- [EXERCISE REQUIREMENTS] Make an exact copy of the whole listing, but leave its pictures out.

- [EXERCISE INPUT]

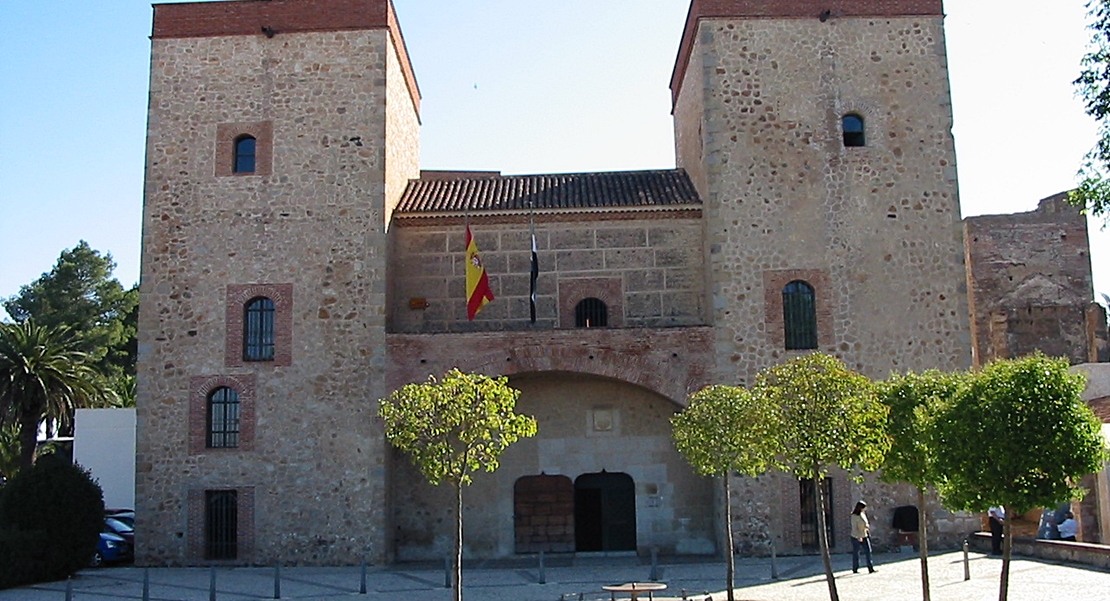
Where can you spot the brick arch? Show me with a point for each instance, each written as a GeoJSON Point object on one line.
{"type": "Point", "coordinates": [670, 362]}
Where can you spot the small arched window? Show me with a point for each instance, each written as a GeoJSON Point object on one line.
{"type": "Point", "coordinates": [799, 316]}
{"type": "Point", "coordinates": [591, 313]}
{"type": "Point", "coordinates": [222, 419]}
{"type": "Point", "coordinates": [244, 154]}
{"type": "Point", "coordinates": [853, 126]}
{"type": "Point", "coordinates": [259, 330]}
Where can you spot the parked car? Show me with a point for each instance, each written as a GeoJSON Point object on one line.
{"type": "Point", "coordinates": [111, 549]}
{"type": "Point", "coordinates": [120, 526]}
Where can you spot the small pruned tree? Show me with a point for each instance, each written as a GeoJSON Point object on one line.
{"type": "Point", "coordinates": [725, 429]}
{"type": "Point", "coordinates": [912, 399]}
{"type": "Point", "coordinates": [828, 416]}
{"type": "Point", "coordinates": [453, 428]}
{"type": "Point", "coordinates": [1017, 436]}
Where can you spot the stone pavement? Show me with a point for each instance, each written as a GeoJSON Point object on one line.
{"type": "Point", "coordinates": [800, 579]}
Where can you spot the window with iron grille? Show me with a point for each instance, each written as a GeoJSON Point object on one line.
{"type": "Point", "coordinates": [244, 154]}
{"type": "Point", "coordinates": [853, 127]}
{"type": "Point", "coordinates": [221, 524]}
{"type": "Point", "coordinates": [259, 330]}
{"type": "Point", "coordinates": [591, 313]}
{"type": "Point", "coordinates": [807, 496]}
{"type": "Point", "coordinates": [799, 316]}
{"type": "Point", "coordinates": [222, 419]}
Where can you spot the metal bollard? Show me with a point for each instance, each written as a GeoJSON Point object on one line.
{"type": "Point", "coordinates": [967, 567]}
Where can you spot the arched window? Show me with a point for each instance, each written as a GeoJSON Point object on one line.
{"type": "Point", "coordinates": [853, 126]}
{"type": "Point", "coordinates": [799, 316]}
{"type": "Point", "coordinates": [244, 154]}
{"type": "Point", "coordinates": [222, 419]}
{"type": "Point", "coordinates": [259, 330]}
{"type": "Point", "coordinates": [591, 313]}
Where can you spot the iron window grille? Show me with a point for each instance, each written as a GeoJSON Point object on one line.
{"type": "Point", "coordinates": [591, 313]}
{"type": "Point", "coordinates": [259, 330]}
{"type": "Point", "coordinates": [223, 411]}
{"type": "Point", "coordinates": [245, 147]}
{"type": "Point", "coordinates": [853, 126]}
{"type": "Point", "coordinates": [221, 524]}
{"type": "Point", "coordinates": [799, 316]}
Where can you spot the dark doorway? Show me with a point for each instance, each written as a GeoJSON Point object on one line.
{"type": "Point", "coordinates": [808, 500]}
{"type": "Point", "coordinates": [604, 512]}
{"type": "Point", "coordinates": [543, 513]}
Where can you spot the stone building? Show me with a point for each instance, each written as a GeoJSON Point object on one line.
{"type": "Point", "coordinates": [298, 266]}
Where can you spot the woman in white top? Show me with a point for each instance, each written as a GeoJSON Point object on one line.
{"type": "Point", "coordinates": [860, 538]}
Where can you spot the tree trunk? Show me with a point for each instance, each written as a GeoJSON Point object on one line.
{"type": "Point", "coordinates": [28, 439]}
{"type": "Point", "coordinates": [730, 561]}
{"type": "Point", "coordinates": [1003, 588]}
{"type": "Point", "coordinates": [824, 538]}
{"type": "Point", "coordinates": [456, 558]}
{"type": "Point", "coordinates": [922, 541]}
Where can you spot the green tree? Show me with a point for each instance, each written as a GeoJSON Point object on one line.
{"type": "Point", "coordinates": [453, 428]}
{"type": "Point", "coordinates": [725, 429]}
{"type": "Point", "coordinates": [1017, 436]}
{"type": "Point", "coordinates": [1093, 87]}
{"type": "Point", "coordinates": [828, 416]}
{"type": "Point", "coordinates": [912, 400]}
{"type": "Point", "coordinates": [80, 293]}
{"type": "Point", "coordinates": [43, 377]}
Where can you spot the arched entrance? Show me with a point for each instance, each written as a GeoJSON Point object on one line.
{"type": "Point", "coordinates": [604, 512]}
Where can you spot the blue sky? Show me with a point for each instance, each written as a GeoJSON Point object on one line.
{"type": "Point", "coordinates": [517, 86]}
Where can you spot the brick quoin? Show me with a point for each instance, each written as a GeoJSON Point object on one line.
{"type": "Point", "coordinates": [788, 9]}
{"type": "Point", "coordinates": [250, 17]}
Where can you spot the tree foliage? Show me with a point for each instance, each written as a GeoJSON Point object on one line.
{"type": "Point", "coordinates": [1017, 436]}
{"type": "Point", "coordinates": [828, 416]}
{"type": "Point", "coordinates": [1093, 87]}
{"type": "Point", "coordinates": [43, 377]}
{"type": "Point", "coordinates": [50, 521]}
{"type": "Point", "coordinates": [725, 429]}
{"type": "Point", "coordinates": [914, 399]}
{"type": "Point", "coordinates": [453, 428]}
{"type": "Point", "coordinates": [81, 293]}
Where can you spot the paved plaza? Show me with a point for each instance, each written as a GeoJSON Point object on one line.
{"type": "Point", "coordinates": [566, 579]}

- [THE COMPLETED TASK]
Where can you spot the brick arch? Show me with a point for each instance, each written as a GeoJSON Point object on one line.
{"type": "Point", "coordinates": [670, 362]}
Where can you spot the small arched window? Show me with a point for each instance, each written as a GeoJSON Point object on one line.
{"type": "Point", "coordinates": [799, 316]}
{"type": "Point", "coordinates": [591, 313]}
{"type": "Point", "coordinates": [222, 419]}
{"type": "Point", "coordinates": [244, 154]}
{"type": "Point", "coordinates": [853, 126]}
{"type": "Point", "coordinates": [259, 330]}
Where can you spot the parked car? Show me with a point for each instance, each written as a GeoJSON Point object on one line.
{"type": "Point", "coordinates": [111, 549]}
{"type": "Point", "coordinates": [120, 526]}
Where can you spot the small pruned tree? Show me with a point for each instance, each written as a GeoJSON Point object on one line.
{"type": "Point", "coordinates": [725, 429]}
{"type": "Point", "coordinates": [912, 399]}
{"type": "Point", "coordinates": [828, 416]}
{"type": "Point", "coordinates": [453, 428]}
{"type": "Point", "coordinates": [1017, 436]}
Where can you spot the stone pavement? Show me with a point for each instance, each written as a GeoJSON Point object on one line.
{"type": "Point", "coordinates": [800, 579]}
Where can you spot the window with iron grille? Show me with a point for each instance, each written as a GeoJSON Point object on one line.
{"type": "Point", "coordinates": [244, 154]}
{"type": "Point", "coordinates": [853, 127]}
{"type": "Point", "coordinates": [221, 524]}
{"type": "Point", "coordinates": [259, 330]}
{"type": "Point", "coordinates": [591, 313]}
{"type": "Point", "coordinates": [807, 496]}
{"type": "Point", "coordinates": [799, 316]}
{"type": "Point", "coordinates": [222, 419]}
Where can you spot the metal bollard? Show me with a point for each instance, each written as a GeoJSON Point object on one line.
{"type": "Point", "coordinates": [967, 567]}
Where can you spot the arched window? Show me with a point for each instance, each written as a GeoJSON Point object on one line.
{"type": "Point", "coordinates": [853, 126]}
{"type": "Point", "coordinates": [799, 316]}
{"type": "Point", "coordinates": [244, 154]}
{"type": "Point", "coordinates": [222, 419]}
{"type": "Point", "coordinates": [259, 330]}
{"type": "Point", "coordinates": [591, 313]}
Where can you spot the iron window grille? Show me with a point for each instance, each written as a GeoJSON Point object on one line.
{"type": "Point", "coordinates": [591, 313]}
{"type": "Point", "coordinates": [259, 330]}
{"type": "Point", "coordinates": [223, 411]}
{"type": "Point", "coordinates": [245, 147]}
{"type": "Point", "coordinates": [853, 126]}
{"type": "Point", "coordinates": [221, 524]}
{"type": "Point", "coordinates": [799, 316]}
Where can you spot the dark doorway? Show me with a point for each instance, each written as a GeoJSON Point object on one line.
{"type": "Point", "coordinates": [808, 500]}
{"type": "Point", "coordinates": [604, 512]}
{"type": "Point", "coordinates": [543, 513]}
Where can you spot the stone building? Show me with a point for each instance, each written as a GeoJSON Point object on one line.
{"type": "Point", "coordinates": [298, 266]}
Where can you spot the woman in white top? Show me with a point for each instance, each written as a GeoJSON Point object on one line.
{"type": "Point", "coordinates": [860, 538]}
Where can you spot the tree trunk? Show me with a point for each instance, each written as a GeoJSON Point object on one line.
{"type": "Point", "coordinates": [28, 439]}
{"type": "Point", "coordinates": [730, 561]}
{"type": "Point", "coordinates": [1003, 588]}
{"type": "Point", "coordinates": [824, 538]}
{"type": "Point", "coordinates": [456, 558]}
{"type": "Point", "coordinates": [922, 541]}
Where can you spot the green tree? Show me with a point for each instance, each written as a GeoJSON Point object on one line.
{"type": "Point", "coordinates": [453, 428]}
{"type": "Point", "coordinates": [725, 429]}
{"type": "Point", "coordinates": [1017, 436]}
{"type": "Point", "coordinates": [1093, 87]}
{"type": "Point", "coordinates": [828, 416]}
{"type": "Point", "coordinates": [912, 400]}
{"type": "Point", "coordinates": [80, 293]}
{"type": "Point", "coordinates": [43, 377]}
Where can you spot the arched entrance? Show me with a point for each instance, each written as a GeoJSON Point object on one line.
{"type": "Point", "coordinates": [604, 512]}
Where can you spot the blue sky? Show me with a point for each instance, each written as a GeoJSON Point object on one line.
{"type": "Point", "coordinates": [517, 86]}
Where can you spot the brick quoin? Show me with a point for each instance, each written as a GeoJSON Point object on one line.
{"type": "Point", "coordinates": [788, 9]}
{"type": "Point", "coordinates": [250, 17]}
Where can you spot the tree foliage? Show me with a point for each instance, each written as a GeoJSON Point object on one line.
{"type": "Point", "coordinates": [1017, 436]}
{"type": "Point", "coordinates": [828, 416]}
{"type": "Point", "coordinates": [1093, 87]}
{"type": "Point", "coordinates": [43, 377]}
{"type": "Point", "coordinates": [50, 521]}
{"type": "Point", "coordinates": [725, 429]}
{"type": "Point", "coordinates": [914, 399]}
{"type": "Point", "coordinates": [453, 428]}
{"type": "Point", "coordinates": [81, 293]}
Where can you spot the paved plaza? Show me with a point for each instance, each written as a GeoJSON Point object on one line.
{"type": "Point", "coordinates": [566, 579]}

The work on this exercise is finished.